═══ Records shown ═══
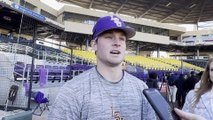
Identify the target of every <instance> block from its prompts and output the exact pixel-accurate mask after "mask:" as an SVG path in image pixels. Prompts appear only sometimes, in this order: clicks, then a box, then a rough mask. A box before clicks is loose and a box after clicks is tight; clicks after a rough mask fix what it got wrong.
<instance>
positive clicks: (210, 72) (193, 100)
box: [182, 58, 213, 120]
mask: <svg viewBox="0 0 213 120" xmlns="http://www.w3.org/2000/svg"><path fill="white" fill-rule="evenodd" d="M182 110H183V111H185V112H189V113H193V114H196V115H199V116H202V117H203V118H205V119H206V120H213V58H210V59H209V61H208V63H207V67H206V69H205V71H204V72H203V75H202V77H201V80H200V87H199V88H197V89H194V90H191V91H190V92H189V93H188V94H187V96H186V101H185V104H184V106H183V109H182Z"/></svg>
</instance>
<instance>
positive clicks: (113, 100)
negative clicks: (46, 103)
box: [48, 16, 156, 120]
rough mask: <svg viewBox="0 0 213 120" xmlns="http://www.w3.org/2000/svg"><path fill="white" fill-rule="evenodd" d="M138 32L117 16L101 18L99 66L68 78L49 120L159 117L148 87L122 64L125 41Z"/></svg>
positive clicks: (96, 40) (80, 119)
mask: <svg viewBox="0 0 213 120" xmlns="http://www.w3.org/2000/svg"><path fill="white" fill-rule="evenodd" d="M134 35H135V30H133V29H132V28H129V27H127V26H126V25H125V24H124V22H123V21H122V20H121V19H120V18H118V17H117V16H105V17H102V18H100V19H99V20H98V21H97V23H96V24H95V26H94V28H93V40H92V42H91V43H92V48H93V49H94V51H95V54H96V61H97V66H95V67H94V68H91V69H90V70H88V71H85V72H84V73H83V74H80V75H79V76H76V77H74V78H73V79H72V80H70V81H69V82H67V83H66V84H65V85H64V86H63V87H62V88H61V90H60V92H59V94H58V96H57V98H56V100H55V102H54V104H53V105H52V109H51V111H50V113H49V115H48V119H49V120H156V115H155V113H154V110H153V109H152V107H151V105H150V104H149V103H148V101H147V99H146V98H145V96H144V95H143V90H144V89H146V88H148V87H147V85H146V84H145V83H144V82H143V81H142V80H140V79H138V78H136V77H134V76H132V75H130V74H129V73H127V72H126V71H124V70H123V68H122V61H123V59H124V54H125V50H126V41H127V40H128V39H129V38H131V37H133V36H134Z"/></svg>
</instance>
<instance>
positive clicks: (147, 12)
mask: <svg viewBox="0 0 213 120" xmlns="http://www.w3.org/2000/svg"><path fill="white" fill-rule="evenodd" d="M160 2H161V0H158V1H157V2H155V3H154V4H153V5H152V6H151V7H150V8H149V9H148V10H146V11H145V12H144V13H142V14H141V15H140V16H139V18H141V17H143V16H144V15H146V14H147V13H148V12H149V11H150V10H152V9H153V8H154V7H155V6H157V5H158V4H159V3H160Z"/></svg>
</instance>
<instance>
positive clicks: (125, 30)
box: [97, 27, 136, 38]
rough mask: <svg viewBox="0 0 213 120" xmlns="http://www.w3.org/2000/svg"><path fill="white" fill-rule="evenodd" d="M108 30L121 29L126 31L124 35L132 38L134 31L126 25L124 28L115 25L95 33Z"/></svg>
mask: <svg viewBox="0 0 213 120" xmlns="http://www.w3.org/2000/svg"><path fill="white" fill-rule="evenodd" d="M108 30H122V31H124V32H125V33H126V37H127V38H132V37H133V36H135V34H136V32H135V30H134V29H133V28H130V27H126V28H122V27H116V28H110V29H106V30H104V31H102V32H100V33H98V34H97V35H100V34H101V33H103V32H105V31H108Z"/></svg>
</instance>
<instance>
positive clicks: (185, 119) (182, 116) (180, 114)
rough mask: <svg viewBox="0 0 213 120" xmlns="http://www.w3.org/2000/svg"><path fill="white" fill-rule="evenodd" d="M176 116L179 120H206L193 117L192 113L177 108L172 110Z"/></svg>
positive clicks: (192, 114) (202, 117) (201, 116)
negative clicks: (180, 109) (173, 109)
mask: <svg viewBox="0 0 213 120" xmlns="http://www.w3.org/2000/svg"><path fill="white" fill-rule="evenodd" d="M174 110H175V112H176V114H177V115H178V116H179V117H180V118H181V120H206V119H205V118H204V117H202V116H200V115H195V114H192V113H188V112H184V111H182V110H179V109H177V108H175V109H174Z"/></svg>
═══
**About this task**
Render all of the lines above as a JSON list of strings, one string per line, skipping blank lines and leaving out the pictures.

**Problem solution**
[
  "Identify the target of every <instance> block from its prompts and output the exact pixel-accurate mask after \"mask:\" as an SVG path in image pixels. Prompts appear only sometimes, in this order: clicks, then a box, then a rough mask. A box before clicks is loose and a box after clicks is tight; clicks after a rough mask fix what it got wrong.",
  "<instance>",
  "positive clicks: (210, 72) (193, 100)",
  "box: [182, 58, 213, 120]",
  "mask: <svg viewBox=\"0 0 213 120\" xmlns=\"http://www.w3.org/2000/svg\"><path fill=\"white\" fill-rule=\"evenodd\" d=\"M182 110H183V111H185V112H189V113H193V114H196V115H199V116H202V117H203V118H205V119H206V120H213V58H210V59H209V61H208V63H207V67H206V69H205V71H204V72H203V75H202V77H201V80H200V87H199V88H197V89H194V90H191V91H190V92H189V93H188V94H187V96H186V101H185V104H184V106H183V109H182Z\"/></svg>",
  "</instance>",
  "<instance>",
  "positive clicks: (113, 100)",
  "negative clicks: (46, 103)",
  "box: [48, 16, 156, 120]",
  "rough mask: <svg viewBox=\"0 0 213 120\" xmlns=\"http://www.w3.org/2000/svg\"><path fill=\"white\" fill-rule=\"evenodd\" d=\"M138 32L117 16L101 18L99 66L68 78L49 120L159 117L148 87L122 64L125 41Z\"/></svg>",
  "positive clicks: (96, 40) (80, 119)",
  "mask: <svg viewBox=\"0 0 213 120\" xmlns=\"http://www.w3.org/2000/svg\"><path fill=\"white\" fill-rule=\"evenodd\" d=\"M134 35H135V30H133V29H132V28H129V27H127V26H126V25H125V24H124V22H123V21H122V20H121V19H120V18H118V17H117V16H105V17H102V18H100V19H99V20H98V21H97V23H96V24H95V26H94V28H93V40H92V42H91V43H92V48H93V49H94V51H95V54H96V61H97V66H95V67H94V68H91V69H90V70H88V71H85V72H84V73H83V74H80V75H79V76H76V77H74V78H73V79H72V80H70V81H69V82H67V83H66V84H65V85H64V86H63V87H62V88H61V90H60V92H59V94H58V96H57V98H56V100H55V102H54V104H53V105H52V109H51V111H50V113H49V115H48V119H49V120H156V115H155V113H154V110H153V109H152V107H151V105H150V104H149V103H148V101H147V99H146V98H145V96H144V95H143V90H144V89H146V88H148V87H147V85H146V84H145V83H144V82H143V81H142V80H140V79H138V78H136V77H134V76H132V75H130V74H129V73H127V72H126V71H124V70H123V68H122V61H123V59H124V54H125V50H126V41H127V40H128V39H129V38H131V37H133V36H134Z\"/></svg>",
  "</instance>",
  "<instance>",
  "positive clicks: (147, 12)",
  "mask: <svg viewBox=\"0 0 213 120\" xmlns=\"http://www.w3.org/2000/svg\"><path fill=\"white\" fill-rule=\"evenodd\" d=\"M160 2H161V0H158V1H157V2H155V3H154V4H153V5H152V6H151V7H150V8H149V9H148V10H146V11H145V12H144V13H142V14H141V15H140V16H139V18H141V17H143V16H144V15H146V14H147V13H148V12H149V11H150V10H152V9H153V8H154V7H155V6H157V5H158V4H159V3H160Z\"/></svg>",
  "</instance>",
  "<instance>",
  "positive clicks: (125, 30)",
  "box: [97, 27, 136, 38]",
  "rough mask: <svg viewBox=\"0 0 213 120\" xmlns=\"http://www.w3.org/2000/svg\"><path fill=\"white\" fill-rule=\"evenodd\" d=\"M108 30L121 29L126 31L124 35L132 38L134 31L126 25L124 28L115 25L95 33Z\"/></svg>",
  "mask: <svg viewBox=\"0 0 213 120\" xmlns=\"http://www.w3.org/2000/svg\"><path fill=\"white\" fill-rule=\"evenodd\" d=\"M108 30H122V31H124V32H125V33H126V37H127V38H132V37H133V36H135V34H136V32H135V30H134V29H133V28H130V27H126V28H122V27H116V28H110V29H106V30H104V31H102V32H100V33H98V34H97V35H100V34H101V33H103V32H105V31H108Z\"/></svg>",
  "</instance>",
  "<instance>",
  "positive clicks: (185, 119) (182, 116) (180, 114)",
  "rough mask: <svg viewBox=\"0 0 213 120\" xmlns=\"http://www.w3.org/2000/svg\"><path fill=\"white\" fill-rule=\"evenodd\" d=\"M176 116L179 120H206L193 117L192 113L177 108L172 110Z\"/></svg>",
  "positive clicks: (192, 114) (202, 117) (201, 116)",
  "negative clicks: (180, 109) (173, 109)",
  "mask: <svg viewBox=\"0 0 213 120\" xmlns=\"http://www.w3.org/2000/svg\"><path fill=\"white\" fill-rule=\"evenodd\" d=\"M174 110H175V112H176V114H177V115H178V116H179V117H180V118H181V120H206V119H205V118H204V117H202V116H200V115H195V114H192V113H188V112H184V111H182V110H179V109H177V108H175V109H174Z\"/></svg>"
]